Aufgabe 1:
Schreiben Sie aus der Forumsdiskussion zum CompactSieve alles von „also dass es“ bis hinunter zu „aktion: 225 euro)“ wortgetreu ab.
Aufgabe 2:
Welchen ungefähren Preis nennt die Forumsdiskussion zum CompactSieve für den Fiap?

Vorliegender Text:
========================

# CompactSieve - preiswerte Alternative



## Teichforum.info (9. Juni 2004)

Hallo Forum,

les hier schon länger mit, aber jetzt hab ich selber mal eine frage: spiel mit dem gedanken mir ein ultrasieve als vorfilter für meinen oase biotec 10 zu kaufen, nachdem der derzeit dauernd "zu" ist mit algenschleim und ein paar fadenalgen und mir die reinigung der filterschwämme enorm auf den nerv geht.

jetzt wollt ich mal fragen ob hier schon jemand erfahrungen mit dem "neuen" campactsieve hat, das hier angeboten wird. Der preis scheint ja recht vernünftig zu sein wie ich finde, im vergleich zu den anderen angeboten...oder weiß jemand alternativen? fiap hab ich schon gelesen den beitrag.

danke!
firewally


----------



## Teichforum.info (9. Juni 2004)

was mich an den dingern stört ist das das wasser vom überlaufschutz auch in den teich gehen würde. ist aba glaube ich bei allen konstruktionen so, oder ??


----------



## Teichforum.info (9. Juni 2004)

Hallo firewally,

ich habe den CompactSieve II seit einigen Monaten im Einsatz und möchte ein solches Gerät nicht mehr missen. Gut ist im Vergleich z.B. zu BoFiTec, dass es eine Überlaufeinrichtung überhaupt gibt. Nicht verstehen kann ich den Einwand von Lars, da ich den Teich nicht versehentlich leerpumpen möchte, sollte irgendwas verstopfen. Ist aber bis jetzt nicht vorgekommen.
Nachteil beim CompactSieve: Die abgesetzte Algen- und Schmutzmasse kann zwischen Sieb und Gehäusewand durchrutschen, wenn das Reinigungsintervall zu lang ist. Ich habe das Problem behoben, in dem ich einen Ring in Gehäuseform aus einer alten Mauspatte ausgeschnitten habe und diesen einfach auf den Rand des Siebs lege. Primitiv, funktioniert aber.
Übrigens: Koi-Schnaeppchen hat den CompactSieve gerade im Sonderangebot, wie ich gestern per Zufall gesehen habe (Ich glaube für 225€)


----------



## Teichforum.info (9. Juni 2004)

hi zusammen!

also dass es einen überlauf gibt, finde ich auch nicht schlecht - sicher ist sicher. und die lösung um ein überlaufen des drecks zwischen sieb und wand zu verhindern find ich gut - wär garnicht drauf gekommen dass das ein problem sein könnte.

die frage die sich mir jetzt nur stellt ist, worin genau die unterschiede liegen, die die preisdifferenzen erklären und zwar zwischen

-bofitec (ca. 240 euro)
-ultrasieve (ca. 750 euro)
-compactsieve (ca. 240 euro, derzeit aktion: 225 euro)
-fiap (ca. 800 euro)

========================

Daten zur Prüfung:
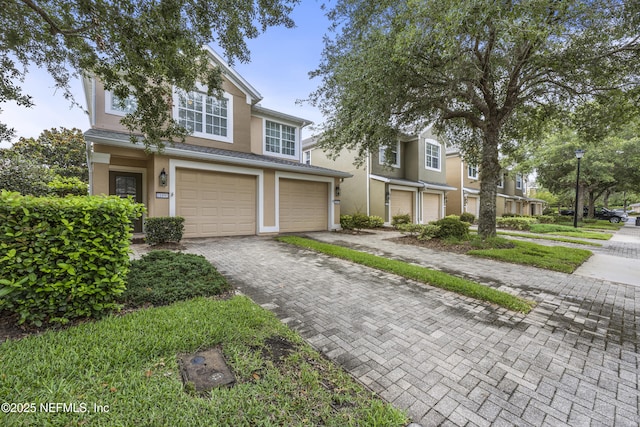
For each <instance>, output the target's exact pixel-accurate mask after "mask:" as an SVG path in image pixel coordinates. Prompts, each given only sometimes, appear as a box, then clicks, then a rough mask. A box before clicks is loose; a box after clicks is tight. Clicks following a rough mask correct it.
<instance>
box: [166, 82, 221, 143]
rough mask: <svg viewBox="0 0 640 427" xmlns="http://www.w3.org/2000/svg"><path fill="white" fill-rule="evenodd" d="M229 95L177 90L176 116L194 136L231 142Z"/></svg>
mask: <svg viewBox="0 0 640 427" xmlns="http://www.w3.org/2000/svg"><path fill="white" fill-rule="evenodd" d="M232 112H233V107H232V101H231V96H229V95H225V96H224V97H223V98H215V97H213V96H208V95H207V94H205V93H201V92H188V93H185V92H178V93H177V105H176V116H177V121H178V123H179V124H180V125H181V126H184V127H185V128H186V129H187V130H188V131H190V132H191V133H192V135H194V136H199V137H202V138H208V139H217V140H220V141H224V142H233V138H232V134H233V128H232V125H233V120H232V116H231V114H232Z"/></svg>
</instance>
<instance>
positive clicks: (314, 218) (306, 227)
mask: <svg viewBox="0 0 640 427" xmlns="http://www.w3.org/2000/svg"><path fill="white" fill-rule="evenodd" d="M279 191H280V195H279V196H280V197H279V198H280V203H279V211H280V231H281V232H297V231H322V230H326V229H327V228H328V209H329V206H328V200H329V193H328V191H329V185H328V183H326V182H315V181H302V180H291V179H281V180H280V181H279Z"/></svg>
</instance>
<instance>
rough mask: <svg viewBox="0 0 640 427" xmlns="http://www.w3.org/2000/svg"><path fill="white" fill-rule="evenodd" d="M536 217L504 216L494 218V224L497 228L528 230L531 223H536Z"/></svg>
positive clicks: (529, 226) (530, 226) (512, 229)
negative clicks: (535, 217) (505, 216)
mask: <svg viewBox="0 0 640 427" xmlns="http://www.w3.org/2000/svg"><path fill="white" fill-rule="evenodd" d="M536 222H537V219H535V218H532V217H511V216H510V217H505V216H503V217H502V218H496V226H497V227H498V228H507V229H510V230H529V229H530V228H531V224H533V223H536Z"/></svg>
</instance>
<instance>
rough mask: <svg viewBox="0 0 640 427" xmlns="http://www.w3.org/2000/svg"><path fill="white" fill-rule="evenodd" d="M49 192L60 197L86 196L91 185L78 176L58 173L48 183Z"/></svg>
mask: <svg viewBox="0 0 640 427" xmlns="http://www.w3.org/2000/svg"><path fill="white" fill-rule="evenodd" d="M47 187H48V188H49V192H50V193H51V194H52V195H54V196H58V197H65V196H86V195H88V194H89V185H88V184H87V183H86V182H82V180H80V178H78V177H76V176H71V177H64V176H60V175H56V177H55V178H54V179H53V180H52V181H51V182H49V183H48V184H47Z"/></svg>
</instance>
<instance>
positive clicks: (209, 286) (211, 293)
mask: <svg viewBox="0 0 640 427" xmlns="http://www.w3.org/2000/svg"><path fill="white" fill-rule="evenodd" d="M229 289H231V286H230V285H229V284H228V283H227V281H226V279H225V278H224V277H223V276H221V275H220V273H218V271H217V270H216V269H215V268H214V267H213V266H212V265H211V263H210V262H208V261H207V260H206V259H205V258H204V257H203V256H202V255H193V254H182V253H175V252H171V251H151V252H150V253H148V254H147V255H145V256H143V257H142V258H141V259H139V260H135V261H132V262H131V269H130V271H129V275H128V276H127V289H126V290H125V291H124V293H123V294H122V295H120V298H119V300H120V301H121V302H123V303H124V304H126V305H127V306H129V307H142V306H145V305H149V304H151V305H155V306H158V305H167V304H171V303H174V302H177V301H182V300H186V299H191V298H195V297H208V296H215V295H219V294H221V293H223V292H225V291H227V290H229Z"/></svg>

========================

Antwortfeld 1:
also dass es einen überlauf gibt, finde ich auch nicht schlecht - sicher ist sicher. und die lösung um ein überlaufen des drecks zwischen sieb und wand zu verhindern find ich gut - wär garnicht drauf gekommen dass das ein problem sein könnte.

die frage die sich mir jetzt nur stellt ist, worin genau die unterschiede liegen, die die preisdifferenzen erklären und zwar zwischen

-bofitec (ca. 240 euro)
-ultrasieve (ca. 750 euro)
-compactsieve (ca. 240 euro, derzeit aktion: 225 euro)

Antwortfeld 2:
Etwa 800 Euro.